[Exercise prompt]
Please rewrite the material below with every "trace" changed to "mark" and nothing else altered.

[Source data]
□ □ □ □ □ □ □

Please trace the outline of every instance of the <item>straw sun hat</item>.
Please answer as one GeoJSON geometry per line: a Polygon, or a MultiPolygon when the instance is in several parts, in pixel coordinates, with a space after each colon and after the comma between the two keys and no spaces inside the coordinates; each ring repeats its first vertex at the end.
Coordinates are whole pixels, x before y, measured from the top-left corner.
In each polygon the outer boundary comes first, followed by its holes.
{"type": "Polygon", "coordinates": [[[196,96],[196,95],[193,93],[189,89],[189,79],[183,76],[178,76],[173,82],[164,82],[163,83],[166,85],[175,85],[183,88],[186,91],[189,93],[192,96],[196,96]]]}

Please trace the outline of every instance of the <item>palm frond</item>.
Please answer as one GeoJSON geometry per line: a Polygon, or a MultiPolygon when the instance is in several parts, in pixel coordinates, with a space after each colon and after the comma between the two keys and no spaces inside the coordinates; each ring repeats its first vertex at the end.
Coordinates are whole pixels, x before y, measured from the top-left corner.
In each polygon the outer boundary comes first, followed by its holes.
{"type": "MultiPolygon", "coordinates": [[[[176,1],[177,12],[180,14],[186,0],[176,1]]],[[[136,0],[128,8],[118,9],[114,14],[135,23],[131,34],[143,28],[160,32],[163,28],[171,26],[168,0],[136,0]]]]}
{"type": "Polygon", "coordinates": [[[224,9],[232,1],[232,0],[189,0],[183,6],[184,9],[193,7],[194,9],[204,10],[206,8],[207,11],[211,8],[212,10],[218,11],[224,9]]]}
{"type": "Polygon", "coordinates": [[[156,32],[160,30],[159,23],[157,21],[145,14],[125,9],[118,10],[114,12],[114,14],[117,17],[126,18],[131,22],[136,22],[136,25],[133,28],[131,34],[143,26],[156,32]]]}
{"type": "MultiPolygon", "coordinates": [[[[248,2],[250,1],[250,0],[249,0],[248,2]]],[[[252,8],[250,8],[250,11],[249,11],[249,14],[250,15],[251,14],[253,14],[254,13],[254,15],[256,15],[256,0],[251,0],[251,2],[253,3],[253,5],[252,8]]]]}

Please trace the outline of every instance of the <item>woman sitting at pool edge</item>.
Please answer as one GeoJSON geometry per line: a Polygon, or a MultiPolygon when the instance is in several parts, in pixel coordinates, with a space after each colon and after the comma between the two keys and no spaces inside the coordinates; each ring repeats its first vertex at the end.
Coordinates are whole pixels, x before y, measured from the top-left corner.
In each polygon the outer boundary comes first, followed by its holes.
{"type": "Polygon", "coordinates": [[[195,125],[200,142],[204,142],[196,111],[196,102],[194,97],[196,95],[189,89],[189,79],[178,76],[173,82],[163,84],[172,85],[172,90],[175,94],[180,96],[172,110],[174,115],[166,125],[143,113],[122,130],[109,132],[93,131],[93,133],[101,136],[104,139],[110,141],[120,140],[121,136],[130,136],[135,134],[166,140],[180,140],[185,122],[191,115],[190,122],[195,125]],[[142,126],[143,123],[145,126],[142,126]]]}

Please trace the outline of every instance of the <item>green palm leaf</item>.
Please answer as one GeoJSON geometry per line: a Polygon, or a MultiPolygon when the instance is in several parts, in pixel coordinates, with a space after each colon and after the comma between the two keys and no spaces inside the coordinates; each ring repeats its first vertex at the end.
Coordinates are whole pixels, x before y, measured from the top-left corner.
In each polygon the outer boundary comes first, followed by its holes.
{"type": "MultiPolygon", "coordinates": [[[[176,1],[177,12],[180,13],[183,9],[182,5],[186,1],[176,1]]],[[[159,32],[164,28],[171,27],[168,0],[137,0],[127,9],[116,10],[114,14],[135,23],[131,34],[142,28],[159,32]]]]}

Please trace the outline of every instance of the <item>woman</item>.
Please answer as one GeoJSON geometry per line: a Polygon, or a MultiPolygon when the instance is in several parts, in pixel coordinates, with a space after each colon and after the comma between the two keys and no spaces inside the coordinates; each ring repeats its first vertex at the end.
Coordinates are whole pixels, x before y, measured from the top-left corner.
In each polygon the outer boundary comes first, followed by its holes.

□ □ □ □ □ □ □

[Result for this exercise]
Please mark the outline of every instance of the <item>straw sun hat</item>.
Please answer as one GeoJSON geometry per line: a Polygon, or a MultiPolygon when the instance is in several parts, in pixel coordinates, with a space after each colon and after the comma between the two keys and no spaces inside the coordinates; each ring repeats its first vertex at the end.
Coordinates are whole pixels, x before y, measured from the top-left corner.
In each polygon the outer boundary comes first, followed by its holes.
{"type": "Polygon", "coordinates": [[[196,96],[196,95],[193,93],[189,89],[189,79],[183,76],[178,76],[173,82],[164,82],[163,83],[166,85],[175,85],[183,88],[186,91],[189,93],[192,96],[196,96]]]}

Please mark the outline of every instance of the <item>palm frond</item>.
Please answer as one GeoJSON geometry per line: a Polygon, or a MultiPolygon when the instance is in several parts, in pixel coordinates, with a space after each colon and after the comma between the two keys and no spaces inside the coordinates; each ring repeats its first vertex at the end.
Coordinates are whole pixels, x before y, measured from the top-left corner.
In each polygon the outer boundary comes first, followed by its holes.
{"type": "MultiPolygon", "coordinates": [[[[176,1],[177,12],[180,14],[186,0],[176,1]]],[[[136,0],[128,8],[118,9],[114,14],[135,23],[131,34],[143,28],[160,32],[163,28],[171,26],[168,0],[136,0]]]]}
{"type": "Polygon", "coordinates": [[[224,9],[232,1],[232,0],[189,0],[183,6],[184,9],[193,7],[194,9],[204,10],[206,8],[207,11],[211,8],[212,10],[218,11],[224,9]]]}
{"type": "Polygon", "coordinates": [[[156,32],[160,30],[159,23],[157,21],[145,14],[125,9],[118,10],[114,12],[114,14],[117,17],[126,18],[131,22],[136,22],[136,25],[133,28],[131,34],[143,26],[156,32]]]}
{"type": "MultiPolygon", "coordinates": [[[[248,2],[250,1],[250,0],[249,0],[248,2]]],[[[252,8],[250,8],[250,11],[249,11],[249,14],[250,15],[251,14],[253,14],[254,13],[254,15],[256,15],[256,0],[251,0],[251,2],[253,3],[253,5],[252,8]]]]}

Please mark the outline of every instance of the <item>woman sitting at pool edge</item>.
Please answer as one GeoJSON geometry per line: a Polygon, or a MultiPolygon when the instance is in several parts, in pixel coordinates, with a space after each colon and after the comma between the two keys and no spaces inside the coordinates; each ring repeats its first vertex at the end.
Coordinates are whole pixels, x before y, measured from the top-left corner.
In each polygon the outer boundary comes first, followed by its holes.
{"type": "Polygon", "coordinates": [[[195,125],[200,142],[204,142],[196,111],[196,102],[194,97],[196,95],[189,89],[189,79],[178,76],[173,82],[163,84],[172,85],[172,90],[175,94],[180,96],[172,110],[174,115],[166,125],[143,113],[122,130],[109,132],[93,131],[93,133],[101,136],[104,139],[110,141],[120,140],[121,136],[130,136],[135,134],[166,140],[180,140],[185,122],[191,115],[190,122],[195,125]],[[142,126],[143,123],[145,126],[142,126]]]}

Please mark the outline of every instance of the <item>green palm leaf</item>.
Please answer as one GeoJSON geometry per line: a Polygon, or a MultiPolygon when the instance is in several parts, in pixel coordinates, with a space after each colon and after the comma between the two keys and no spaces inside the coordinates; each ring repeats its first vertex at the end.
Coordinates are whole pixels, x before y, measured from the top-left corner.
In each polygon the outer boundary comes first, followed by its holes.
{"type": "MultiPolygon", "coordinates": [[[[176,1],[177,12],[180,13],[183,9],[182,5],[186,1],[176,1]]],[[[159,32],[164,28],[171,27],[168,0],[137,0],[127,9],[116,10],[114,14],[135,23],[131,34],[142,28],[159,32]]]]}

Please mark the outline of every instance of the <item>woman</item>.
Please answer as one GeoJSON geometry per line: a Polygon, or a MultiPolygon when the instance is in several parts, in pixel coordinates, with a space after each colon and after the comma between the two keys and no spaces inside the coordinates; each ring repeats its first vertex at the end.
Coordinates are whole pixels, x before y, measured from the top-left corner.
In each polygon the outer boundary comes first, followed by its holes.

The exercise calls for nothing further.